(Your objective) Each record must be returned exactly, apart from the pictures, which stay out.

/---

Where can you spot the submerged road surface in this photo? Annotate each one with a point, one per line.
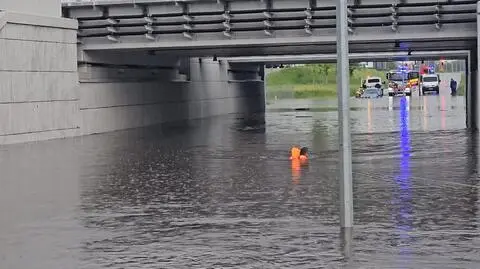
(222, 193)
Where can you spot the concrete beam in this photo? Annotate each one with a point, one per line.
(354, 57)
(73, 3)
(45, 8)
(450, 33)
(34, 20)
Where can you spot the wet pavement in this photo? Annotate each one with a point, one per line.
(221, 194)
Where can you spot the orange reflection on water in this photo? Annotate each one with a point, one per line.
(296, 165)
(442, 114)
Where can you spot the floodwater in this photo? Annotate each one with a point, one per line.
(221, 193)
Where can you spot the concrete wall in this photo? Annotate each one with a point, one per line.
(38, 78)
(48, 8)
(116, 97)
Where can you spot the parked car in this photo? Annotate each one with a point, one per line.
(372, 92)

\---

(Solution for this exercise)
Where can you spot the submerged road surface in this photo? Annotate each one with a point, one per line.
(222, 193)
Where can you spot the concrete beam in this photo? Annotate each one with a point, one per line.
(354, 57)
(73, 3)
(45, 8)
(450, 33)
(34, 20)
Where can you spot the wet pavement in this photo? Annotate each one with a point, one per line.
(221, 194)
Where can you spot the orange reflection on water in this photo? Annotate each one with a point, one per line.
(296, 165)
(442, 114)
Where can you spot the floodwater in this photo? Annotate each one with a point, one per line.
(221, 193)
Where can you spot the concrete wall in this photo? Annotate each one with a point, one per line.
(38, 78)
(48, 8)
(116, 97)
Where can you spot the parked car in this photo? Annotate each one with a point, one per line.
(372, 92)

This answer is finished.